== Excerpt ==
Content starts

MD/PhD Program Overview
Program objective: Offer graduate education and advanced research training in a specific discipline of the candidate’s choice to individuals who are currently pursuing an MD degree and who wish to develop a career as a clinician scientist.

The MD/PhD provides selected individuals the opportunity to acquire key benefits of a doctoral research program. These include:

(i) acquisition of expertise in depth in a particular discipline

(ii) development of critical thinking and experimental design skills

(iii) advanced, hands-on research training within their own individualized research project (iv) creation and publication of original knowledge in peer reviewed international journals.  Collectively these can provide the tools and experience necessary as a foundation for a subsequent independent research career in biomedical research.

Research Training Opportunities:  Individuals in the MD/PhD program complete the requirements for two independent degrees. The MD component develops the skills necessary for a career in the practice of medicine.  The PhD component develops research skills and provides experience required for  biomedical research. 

How does it work? Trainees first complete the first two years of the undergraduate MD program, providing a broad background in medicine and biology. They then take a funded sabbatical from their MD studies to carry out a research based PhD. This can be conducted in any department at the University of Manitoba that offers a PhD program. When all experimental work, and usually the initial draft of the doctoral thesis are completed, trainees resume medical studies at third year MD training.

The length required for PhD graduate training is variable, depending upon research proficiency and success, and is typically 3 to 5 years. Pursuit of graduate studies in some departments may require that candidates first register for the M.Sc. program then transition to the PhD program upon satisfactory progress in the first year. This neither extends the time nor experimental productivity required for the doctoral degree. We attempt to accommodate individual requirements, and different research plans, meaning that  variations on the above may be considered.

Eligibility: All candidates must be admitted to the MD program to be considered for the MD/PhD option.  Students currently enrolled in first or second year MD, or those who are admitted to Medicine during spring/summer to begin that September, are eligible to apply. A student must be acceptable to both the MD training program and to the Faculty of Graduate Studies to be offered admission to the MD/PhD Program. Medical students may apply up until February/March 1 of their second year.

Identifying a PhD supervisor: This is likely the most important part of your decision. Unlike MD (or MBA or Pharmacy etc.) programs where a class progresses together through a large number of instructors and mentors, your doctoral research experience is greatly shaped by the supervisor who mentors you, the lab you work in and the project you take on as your own.  Courses are a requirement but it is your original research that gets you your PhD.

There is no single correct approach to identifying a supervisor – it is a very personal decision because you will work closely together.   Important considerations (and questions for you to address) include: Is the area exciting to you? Do you see yourself building a career in it? Is the lab active and well funded, with good chemistry between coworkers?  Is there energy and passion for research in the lab and local environment? What are the publication records of your potential advisors (search PubMed)?  Have a chat with the Chair of Grad studies identified on the department websites. It is wise (and totally appropriate) to talk with students/fellows/techs in the potential mentor’s lab and in neighbouring labs to obtain and compare their impressions of your shortlist.  Once you’ve narrowed down your choices a bit, go talk with several prospective mentors.  First email them your CV, a brief personal statement about why you want research training, and tell them you’re considering graduate studies. Go to coffee and talk.

The specific project is important (you’ll be doing it for 3+ years), but arguably less so than the environment in which you will acquire your research expertise and discipline specific knowledge. You’ll own many projects over a lifetime.

Content ends

== Excerpted records ==
Content starts

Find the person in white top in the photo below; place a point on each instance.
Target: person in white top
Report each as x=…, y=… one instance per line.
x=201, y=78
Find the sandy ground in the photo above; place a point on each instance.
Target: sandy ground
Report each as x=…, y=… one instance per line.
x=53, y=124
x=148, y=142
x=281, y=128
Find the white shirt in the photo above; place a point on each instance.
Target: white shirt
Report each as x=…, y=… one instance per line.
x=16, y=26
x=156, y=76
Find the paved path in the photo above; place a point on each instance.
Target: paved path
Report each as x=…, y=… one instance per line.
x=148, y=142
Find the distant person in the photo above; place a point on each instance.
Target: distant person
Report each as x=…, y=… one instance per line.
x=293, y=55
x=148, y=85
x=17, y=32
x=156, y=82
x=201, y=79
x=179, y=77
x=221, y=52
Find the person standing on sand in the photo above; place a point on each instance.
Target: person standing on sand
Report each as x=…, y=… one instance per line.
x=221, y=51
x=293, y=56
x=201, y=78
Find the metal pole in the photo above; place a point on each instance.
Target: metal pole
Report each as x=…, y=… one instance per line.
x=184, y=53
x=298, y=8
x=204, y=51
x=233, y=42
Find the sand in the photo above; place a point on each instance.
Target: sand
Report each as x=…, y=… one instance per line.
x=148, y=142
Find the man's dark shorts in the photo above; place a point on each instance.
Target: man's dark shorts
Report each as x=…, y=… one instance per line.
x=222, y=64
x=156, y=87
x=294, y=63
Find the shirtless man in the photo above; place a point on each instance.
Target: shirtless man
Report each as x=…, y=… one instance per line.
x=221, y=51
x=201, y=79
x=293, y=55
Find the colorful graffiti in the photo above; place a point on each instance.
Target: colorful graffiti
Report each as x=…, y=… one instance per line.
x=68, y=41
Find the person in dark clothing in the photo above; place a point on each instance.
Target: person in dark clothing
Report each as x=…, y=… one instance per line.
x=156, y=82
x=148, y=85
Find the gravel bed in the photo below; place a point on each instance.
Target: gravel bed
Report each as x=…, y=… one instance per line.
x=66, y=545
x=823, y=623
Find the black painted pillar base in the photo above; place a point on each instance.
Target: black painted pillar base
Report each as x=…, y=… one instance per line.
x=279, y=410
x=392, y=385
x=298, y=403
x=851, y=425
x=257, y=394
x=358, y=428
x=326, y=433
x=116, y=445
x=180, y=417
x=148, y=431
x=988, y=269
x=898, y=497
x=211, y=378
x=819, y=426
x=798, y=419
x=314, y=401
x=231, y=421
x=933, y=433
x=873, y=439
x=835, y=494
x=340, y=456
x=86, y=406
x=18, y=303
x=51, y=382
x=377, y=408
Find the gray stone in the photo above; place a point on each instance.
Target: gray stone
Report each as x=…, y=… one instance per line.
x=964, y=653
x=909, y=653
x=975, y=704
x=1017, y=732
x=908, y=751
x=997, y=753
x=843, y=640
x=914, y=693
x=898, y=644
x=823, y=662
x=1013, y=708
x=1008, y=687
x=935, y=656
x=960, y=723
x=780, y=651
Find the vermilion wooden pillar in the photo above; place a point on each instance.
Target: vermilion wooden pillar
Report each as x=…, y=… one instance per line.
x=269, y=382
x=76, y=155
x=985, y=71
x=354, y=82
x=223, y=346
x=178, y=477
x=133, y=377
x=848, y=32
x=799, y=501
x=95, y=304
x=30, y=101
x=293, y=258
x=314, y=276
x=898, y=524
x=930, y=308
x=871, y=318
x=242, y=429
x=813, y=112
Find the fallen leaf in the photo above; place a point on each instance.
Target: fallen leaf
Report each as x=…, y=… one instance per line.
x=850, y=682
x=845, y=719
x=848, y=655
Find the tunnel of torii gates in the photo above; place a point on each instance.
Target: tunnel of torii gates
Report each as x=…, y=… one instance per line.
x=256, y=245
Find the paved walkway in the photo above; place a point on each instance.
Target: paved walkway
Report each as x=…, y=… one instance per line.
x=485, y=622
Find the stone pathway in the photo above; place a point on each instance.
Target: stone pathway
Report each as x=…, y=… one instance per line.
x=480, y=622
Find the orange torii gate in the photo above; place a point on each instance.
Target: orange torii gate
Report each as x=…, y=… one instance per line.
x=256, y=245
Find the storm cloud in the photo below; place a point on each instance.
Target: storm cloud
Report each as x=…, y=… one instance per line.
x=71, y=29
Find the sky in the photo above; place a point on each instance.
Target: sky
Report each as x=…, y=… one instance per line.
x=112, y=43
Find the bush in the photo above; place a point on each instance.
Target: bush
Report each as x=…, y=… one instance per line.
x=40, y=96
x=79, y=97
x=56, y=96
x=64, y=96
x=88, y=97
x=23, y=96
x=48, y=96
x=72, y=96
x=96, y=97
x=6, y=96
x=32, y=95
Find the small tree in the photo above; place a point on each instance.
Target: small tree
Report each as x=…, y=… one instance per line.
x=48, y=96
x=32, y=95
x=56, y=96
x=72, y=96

Content ends
Content starts

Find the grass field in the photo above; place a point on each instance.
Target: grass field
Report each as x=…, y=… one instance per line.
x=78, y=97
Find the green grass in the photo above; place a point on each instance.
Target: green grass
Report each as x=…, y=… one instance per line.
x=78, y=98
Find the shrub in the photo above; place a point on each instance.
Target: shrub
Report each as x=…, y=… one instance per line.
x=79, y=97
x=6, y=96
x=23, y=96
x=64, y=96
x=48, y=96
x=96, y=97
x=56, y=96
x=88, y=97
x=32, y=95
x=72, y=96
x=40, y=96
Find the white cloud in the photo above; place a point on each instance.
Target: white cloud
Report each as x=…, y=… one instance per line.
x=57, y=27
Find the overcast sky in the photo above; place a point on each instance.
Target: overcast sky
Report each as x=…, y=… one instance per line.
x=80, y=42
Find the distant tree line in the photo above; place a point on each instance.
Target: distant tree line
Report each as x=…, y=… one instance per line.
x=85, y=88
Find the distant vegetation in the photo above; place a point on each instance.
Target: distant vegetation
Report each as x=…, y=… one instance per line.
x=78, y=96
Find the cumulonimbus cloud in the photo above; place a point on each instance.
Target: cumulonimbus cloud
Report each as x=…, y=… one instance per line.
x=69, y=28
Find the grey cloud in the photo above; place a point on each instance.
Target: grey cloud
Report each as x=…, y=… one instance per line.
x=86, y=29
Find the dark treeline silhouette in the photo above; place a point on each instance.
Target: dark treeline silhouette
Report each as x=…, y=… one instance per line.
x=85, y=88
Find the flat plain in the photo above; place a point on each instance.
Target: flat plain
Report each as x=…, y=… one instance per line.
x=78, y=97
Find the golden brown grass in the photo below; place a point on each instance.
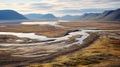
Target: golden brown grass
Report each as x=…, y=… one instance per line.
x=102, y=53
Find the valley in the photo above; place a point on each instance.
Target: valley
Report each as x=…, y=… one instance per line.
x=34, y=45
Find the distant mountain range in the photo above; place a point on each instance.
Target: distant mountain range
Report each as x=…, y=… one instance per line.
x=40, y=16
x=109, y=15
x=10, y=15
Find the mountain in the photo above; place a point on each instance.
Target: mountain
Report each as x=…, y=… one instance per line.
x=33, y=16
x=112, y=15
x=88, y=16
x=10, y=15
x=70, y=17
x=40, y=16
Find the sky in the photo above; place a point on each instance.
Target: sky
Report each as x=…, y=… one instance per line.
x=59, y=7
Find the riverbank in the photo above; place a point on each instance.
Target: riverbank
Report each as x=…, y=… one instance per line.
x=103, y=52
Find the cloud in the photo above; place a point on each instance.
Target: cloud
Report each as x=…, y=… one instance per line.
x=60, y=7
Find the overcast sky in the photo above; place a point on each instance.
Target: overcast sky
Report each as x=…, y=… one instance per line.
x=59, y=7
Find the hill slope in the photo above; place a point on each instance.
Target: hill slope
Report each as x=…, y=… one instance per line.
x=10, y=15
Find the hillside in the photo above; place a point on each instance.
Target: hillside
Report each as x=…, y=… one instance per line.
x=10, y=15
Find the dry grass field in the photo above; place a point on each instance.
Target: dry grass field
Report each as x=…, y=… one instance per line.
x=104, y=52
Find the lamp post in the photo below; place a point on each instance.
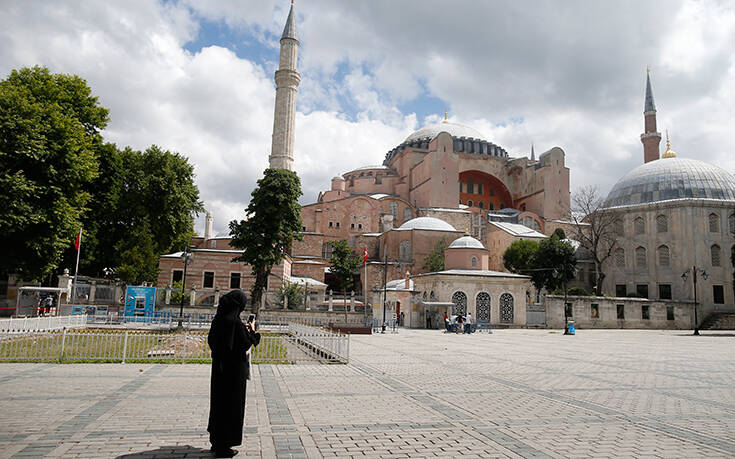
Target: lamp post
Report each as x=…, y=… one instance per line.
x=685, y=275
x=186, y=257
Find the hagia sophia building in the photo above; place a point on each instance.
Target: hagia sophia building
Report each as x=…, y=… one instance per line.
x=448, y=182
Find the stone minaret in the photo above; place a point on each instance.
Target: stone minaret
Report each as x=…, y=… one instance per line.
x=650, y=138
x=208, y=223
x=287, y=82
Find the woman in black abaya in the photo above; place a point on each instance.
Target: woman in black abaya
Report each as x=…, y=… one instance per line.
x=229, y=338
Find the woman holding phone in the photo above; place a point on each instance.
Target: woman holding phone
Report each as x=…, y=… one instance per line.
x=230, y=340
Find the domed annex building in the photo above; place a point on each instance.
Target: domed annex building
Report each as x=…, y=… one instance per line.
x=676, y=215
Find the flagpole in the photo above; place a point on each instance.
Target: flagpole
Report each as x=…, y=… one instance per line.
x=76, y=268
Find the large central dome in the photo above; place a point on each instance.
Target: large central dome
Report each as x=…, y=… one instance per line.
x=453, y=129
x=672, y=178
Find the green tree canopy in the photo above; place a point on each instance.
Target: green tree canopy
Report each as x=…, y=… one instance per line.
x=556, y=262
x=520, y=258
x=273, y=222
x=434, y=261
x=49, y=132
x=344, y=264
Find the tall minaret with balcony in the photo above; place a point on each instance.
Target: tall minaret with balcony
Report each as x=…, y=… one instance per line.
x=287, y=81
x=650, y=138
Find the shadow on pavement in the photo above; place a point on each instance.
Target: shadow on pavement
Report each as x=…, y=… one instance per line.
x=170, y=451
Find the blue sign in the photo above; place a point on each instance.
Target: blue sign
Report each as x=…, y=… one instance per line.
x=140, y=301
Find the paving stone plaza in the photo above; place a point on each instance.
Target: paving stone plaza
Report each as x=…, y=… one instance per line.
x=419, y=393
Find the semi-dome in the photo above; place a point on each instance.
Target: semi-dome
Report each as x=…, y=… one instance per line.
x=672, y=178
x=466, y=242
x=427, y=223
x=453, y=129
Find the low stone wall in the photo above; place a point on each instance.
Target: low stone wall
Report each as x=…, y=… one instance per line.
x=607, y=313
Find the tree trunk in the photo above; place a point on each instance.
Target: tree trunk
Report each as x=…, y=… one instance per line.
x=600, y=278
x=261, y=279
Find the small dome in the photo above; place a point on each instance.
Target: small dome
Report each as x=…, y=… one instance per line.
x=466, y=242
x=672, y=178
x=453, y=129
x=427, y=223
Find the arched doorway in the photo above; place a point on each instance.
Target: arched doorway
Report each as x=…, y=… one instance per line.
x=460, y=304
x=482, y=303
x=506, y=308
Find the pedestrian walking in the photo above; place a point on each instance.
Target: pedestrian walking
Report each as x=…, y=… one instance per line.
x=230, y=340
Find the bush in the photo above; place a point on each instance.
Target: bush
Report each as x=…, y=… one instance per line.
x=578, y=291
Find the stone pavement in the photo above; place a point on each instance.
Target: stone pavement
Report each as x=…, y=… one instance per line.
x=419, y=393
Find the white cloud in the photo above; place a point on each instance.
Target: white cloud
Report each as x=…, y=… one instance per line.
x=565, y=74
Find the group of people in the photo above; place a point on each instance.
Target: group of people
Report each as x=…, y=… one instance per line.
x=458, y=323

Content ends

== Problem set ==
• a. Answer these questions using the MD/PhD program overview, giving each answer on its own line:
(i) How many years does PhD graduate training typically take?
(ii) At what stage of MD training do trainees resume their medical studies?
(iii) Until when may medical students apply to the program?
• b. Reproduce the MD/PhD program overview word for word from "The specific project" to "over a lifetime.".

== Solved tasks ==
• a.
(i) Typically 3 to 5 years.
(ii) Third year MD training.
(iii) Up until February/March 1 of their second year.

• b.
The specific project is important (you’ll be doing it for 3+ years), but arguably less so than the environment in which you will acquire your research expertise and discipline specific knowledge. You’ll own many projects over a lifetime.